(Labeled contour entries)
=-=-=

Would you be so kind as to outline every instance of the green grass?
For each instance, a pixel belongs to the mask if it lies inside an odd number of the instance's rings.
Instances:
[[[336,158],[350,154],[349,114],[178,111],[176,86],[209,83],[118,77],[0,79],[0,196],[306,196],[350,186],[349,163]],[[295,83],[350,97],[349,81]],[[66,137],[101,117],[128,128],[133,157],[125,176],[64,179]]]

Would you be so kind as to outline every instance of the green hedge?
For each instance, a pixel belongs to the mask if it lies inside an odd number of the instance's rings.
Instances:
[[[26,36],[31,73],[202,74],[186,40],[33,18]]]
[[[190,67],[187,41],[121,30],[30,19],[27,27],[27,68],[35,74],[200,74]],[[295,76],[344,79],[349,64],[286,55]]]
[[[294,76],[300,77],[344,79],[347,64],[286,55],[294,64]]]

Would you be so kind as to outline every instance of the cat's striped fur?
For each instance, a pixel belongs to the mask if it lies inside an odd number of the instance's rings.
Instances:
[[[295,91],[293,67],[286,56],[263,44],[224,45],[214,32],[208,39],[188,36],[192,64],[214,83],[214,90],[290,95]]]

=-=-=

> [PROBLEM TO WORK ON]: Write out all of the rows above again, requests included, with every coordinate in the answers multiplied by 1.45 and rounded to a whole number, halves rounded up.

> [COMPLETE RESPONSE]:
Would you be so kind as to outline every instance of the green grass?
For each instance, a pixel belongs to the mask if it lies inside an odd number of the instance's rings.
Instances:
[[[487,229],[508,223],[506,165],[258,161],[255,125],[303,120],[171,112],[0,115],[0,284],[444,284],[508,270],[506,236]],[[428,120],[508,141],[506,117]],[[96,199],[146,170],[186,186],[193,228],[181,255],[93,260]]]

Would you be so kind as to outline every instance of the green hedge?
For each instance, a pixel belongs to the mask if it lies inside an odd number of the instance's rings.
Instances:
[[[38,52],[45,106],[293,107],[270,58],[48,26]]]
[[[276,97],[271,59],[175,44],[44,28],[39,39],[39,99],[51,107],[290,107]],[[428,110],[499,115],[506,93],[415,80]]]
[[[426,110],[435,112],[499,115],[503,93],[415,80],[426,93]]]

Would you be so kind as to outline every instance of the cat's striped fur?
For each instance, a pixel belongs to the mask if it lies inside an odd number of the instance's rings.
Instances:
[[[428,132],[425,97],[415,81],[381,64],[325,65],[310,46],[302,57],[273,52],[278,93],[310,120],[310,131],[421,138]]]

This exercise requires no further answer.